-- Start --
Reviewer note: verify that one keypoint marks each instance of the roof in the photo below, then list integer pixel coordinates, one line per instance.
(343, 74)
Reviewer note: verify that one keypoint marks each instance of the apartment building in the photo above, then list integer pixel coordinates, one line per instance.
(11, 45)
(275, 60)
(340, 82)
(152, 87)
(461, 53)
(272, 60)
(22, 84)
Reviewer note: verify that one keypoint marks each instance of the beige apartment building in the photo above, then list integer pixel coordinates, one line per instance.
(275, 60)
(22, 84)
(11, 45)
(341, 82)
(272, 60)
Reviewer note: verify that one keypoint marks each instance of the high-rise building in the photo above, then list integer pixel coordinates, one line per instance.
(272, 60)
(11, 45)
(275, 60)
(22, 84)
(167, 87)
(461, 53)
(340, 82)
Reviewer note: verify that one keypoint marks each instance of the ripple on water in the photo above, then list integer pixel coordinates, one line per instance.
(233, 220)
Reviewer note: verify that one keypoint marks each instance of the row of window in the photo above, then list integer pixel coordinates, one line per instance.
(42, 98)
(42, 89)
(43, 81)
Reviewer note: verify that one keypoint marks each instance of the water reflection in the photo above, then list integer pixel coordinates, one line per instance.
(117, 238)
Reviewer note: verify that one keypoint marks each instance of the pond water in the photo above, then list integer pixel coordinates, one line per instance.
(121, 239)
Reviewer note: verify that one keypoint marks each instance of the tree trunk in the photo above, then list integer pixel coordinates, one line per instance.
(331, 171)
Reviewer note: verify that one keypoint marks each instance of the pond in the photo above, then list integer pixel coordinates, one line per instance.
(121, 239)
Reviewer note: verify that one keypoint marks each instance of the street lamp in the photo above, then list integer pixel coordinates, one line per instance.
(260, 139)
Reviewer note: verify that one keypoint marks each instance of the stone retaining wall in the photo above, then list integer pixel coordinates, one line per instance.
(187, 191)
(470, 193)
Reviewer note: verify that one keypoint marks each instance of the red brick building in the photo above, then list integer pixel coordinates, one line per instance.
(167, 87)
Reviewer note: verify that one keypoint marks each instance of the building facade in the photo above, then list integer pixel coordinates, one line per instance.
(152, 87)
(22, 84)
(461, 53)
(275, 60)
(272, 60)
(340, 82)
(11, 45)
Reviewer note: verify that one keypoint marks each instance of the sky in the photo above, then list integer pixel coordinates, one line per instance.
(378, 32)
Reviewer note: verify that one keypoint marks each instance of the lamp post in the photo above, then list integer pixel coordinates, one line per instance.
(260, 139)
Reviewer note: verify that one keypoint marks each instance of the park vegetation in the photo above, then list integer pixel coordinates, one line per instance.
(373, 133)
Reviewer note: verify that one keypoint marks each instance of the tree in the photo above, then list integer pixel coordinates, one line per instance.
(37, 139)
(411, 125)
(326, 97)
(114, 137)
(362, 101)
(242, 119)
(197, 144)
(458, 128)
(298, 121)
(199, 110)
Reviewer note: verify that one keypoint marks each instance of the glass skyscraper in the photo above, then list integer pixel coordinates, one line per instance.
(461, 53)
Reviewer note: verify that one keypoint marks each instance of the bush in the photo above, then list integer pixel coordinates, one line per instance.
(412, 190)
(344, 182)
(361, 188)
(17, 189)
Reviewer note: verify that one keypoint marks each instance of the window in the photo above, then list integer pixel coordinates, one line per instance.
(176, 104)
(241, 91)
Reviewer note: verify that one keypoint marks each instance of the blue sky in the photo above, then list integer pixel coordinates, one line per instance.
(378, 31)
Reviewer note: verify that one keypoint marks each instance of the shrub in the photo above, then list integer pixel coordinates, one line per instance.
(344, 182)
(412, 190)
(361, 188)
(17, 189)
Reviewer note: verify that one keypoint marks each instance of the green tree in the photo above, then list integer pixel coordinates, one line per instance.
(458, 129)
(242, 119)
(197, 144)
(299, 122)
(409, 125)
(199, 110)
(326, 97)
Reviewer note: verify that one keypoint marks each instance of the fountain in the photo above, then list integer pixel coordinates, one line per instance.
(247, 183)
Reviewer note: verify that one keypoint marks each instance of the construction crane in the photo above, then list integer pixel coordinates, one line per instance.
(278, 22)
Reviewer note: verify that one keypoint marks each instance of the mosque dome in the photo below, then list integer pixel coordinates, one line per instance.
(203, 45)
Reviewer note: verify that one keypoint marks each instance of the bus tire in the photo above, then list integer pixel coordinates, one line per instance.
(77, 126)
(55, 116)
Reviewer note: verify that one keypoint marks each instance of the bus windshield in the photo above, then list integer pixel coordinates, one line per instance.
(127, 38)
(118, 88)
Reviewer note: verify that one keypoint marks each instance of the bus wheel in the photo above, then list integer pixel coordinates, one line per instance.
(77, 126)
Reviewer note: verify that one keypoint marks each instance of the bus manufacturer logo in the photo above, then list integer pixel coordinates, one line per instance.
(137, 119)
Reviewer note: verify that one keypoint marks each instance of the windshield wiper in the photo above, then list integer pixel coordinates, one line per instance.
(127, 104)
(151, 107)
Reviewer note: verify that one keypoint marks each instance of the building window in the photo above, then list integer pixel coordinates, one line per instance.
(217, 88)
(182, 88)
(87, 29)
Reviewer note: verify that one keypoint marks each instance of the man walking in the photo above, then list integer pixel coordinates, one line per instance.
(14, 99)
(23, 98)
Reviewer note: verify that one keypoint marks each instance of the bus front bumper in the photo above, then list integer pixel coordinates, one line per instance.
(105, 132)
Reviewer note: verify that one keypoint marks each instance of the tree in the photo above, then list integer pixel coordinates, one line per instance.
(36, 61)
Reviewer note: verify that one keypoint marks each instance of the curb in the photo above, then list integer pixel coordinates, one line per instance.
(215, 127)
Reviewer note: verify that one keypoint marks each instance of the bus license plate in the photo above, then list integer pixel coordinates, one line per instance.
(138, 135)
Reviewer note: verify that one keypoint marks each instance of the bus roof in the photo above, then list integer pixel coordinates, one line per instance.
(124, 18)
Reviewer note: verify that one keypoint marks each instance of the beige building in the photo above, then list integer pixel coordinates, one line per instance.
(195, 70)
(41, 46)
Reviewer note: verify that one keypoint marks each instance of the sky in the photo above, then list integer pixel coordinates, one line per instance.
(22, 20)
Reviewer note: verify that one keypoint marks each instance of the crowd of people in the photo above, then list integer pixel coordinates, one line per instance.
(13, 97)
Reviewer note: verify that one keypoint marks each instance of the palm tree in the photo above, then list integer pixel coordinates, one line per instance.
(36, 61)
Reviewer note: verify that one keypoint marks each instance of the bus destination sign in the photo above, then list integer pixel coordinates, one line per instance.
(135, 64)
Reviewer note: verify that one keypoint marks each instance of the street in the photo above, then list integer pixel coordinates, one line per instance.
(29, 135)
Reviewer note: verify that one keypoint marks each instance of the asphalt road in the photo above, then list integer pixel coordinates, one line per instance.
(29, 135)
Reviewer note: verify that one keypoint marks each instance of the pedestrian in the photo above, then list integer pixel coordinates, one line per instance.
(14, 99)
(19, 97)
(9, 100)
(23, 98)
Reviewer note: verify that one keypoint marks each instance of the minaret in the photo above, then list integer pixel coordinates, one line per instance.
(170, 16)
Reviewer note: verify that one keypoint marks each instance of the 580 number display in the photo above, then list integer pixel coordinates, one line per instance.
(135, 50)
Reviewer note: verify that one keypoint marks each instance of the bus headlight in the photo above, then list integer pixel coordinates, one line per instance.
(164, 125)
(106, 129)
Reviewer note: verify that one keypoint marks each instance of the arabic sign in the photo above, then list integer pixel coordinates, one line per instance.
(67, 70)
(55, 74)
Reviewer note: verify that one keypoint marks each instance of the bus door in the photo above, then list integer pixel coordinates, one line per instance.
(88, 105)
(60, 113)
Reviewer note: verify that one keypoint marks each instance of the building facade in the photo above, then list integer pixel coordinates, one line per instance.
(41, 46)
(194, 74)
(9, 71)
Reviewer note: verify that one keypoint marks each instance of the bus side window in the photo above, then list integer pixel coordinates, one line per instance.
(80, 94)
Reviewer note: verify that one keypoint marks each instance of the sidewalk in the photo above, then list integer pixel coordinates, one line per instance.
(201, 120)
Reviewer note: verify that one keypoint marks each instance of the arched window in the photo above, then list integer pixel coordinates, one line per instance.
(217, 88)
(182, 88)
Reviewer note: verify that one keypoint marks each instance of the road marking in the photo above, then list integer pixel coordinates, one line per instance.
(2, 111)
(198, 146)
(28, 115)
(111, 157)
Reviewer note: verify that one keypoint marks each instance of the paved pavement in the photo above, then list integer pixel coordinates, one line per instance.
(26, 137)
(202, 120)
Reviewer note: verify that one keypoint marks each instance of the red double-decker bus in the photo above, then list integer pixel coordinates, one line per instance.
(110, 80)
-- End --
* **Task prompt**: Reproduce word for word every line from the one containing "the bus side" through the final line of the rows, inclusive.

* **Written answer**:
Reviewer note: verify that one keypoint marks each instance of the bus side window in the photo above, then list integer pixel coordinates, one line per instance.
(80, 94)
Reviewer note: verify that one keypoint marks each instance of the sidewalk in the photo above, then list integer pixel coordinates, one line per instance.
(201, 120)
Reviewer note: verify that one keypoint marks each instance of the arched window in the photo above, then list integer pixel coordinates, one line per instance.
(217, 88)
(182, 88)
Reviewer note: verify that one keypoint marks each instance of the road marking in the photo above, then list integer pixel coordinates, one line per instance.
(2, 111)
(198, 146)
(28, 115)
(111, 157)
Reviewer note: verify that one keypoint marks each instance of the paved pavement in the photo above, then list integer pixel coordinates, one line per instance.
(26, 137)
(202, 120)
Reviewer note: verify that one keypoint marks each instance of the red double-decker bus in the photo above, then list integer pixel coordinates, one line per instance.
(110, 80)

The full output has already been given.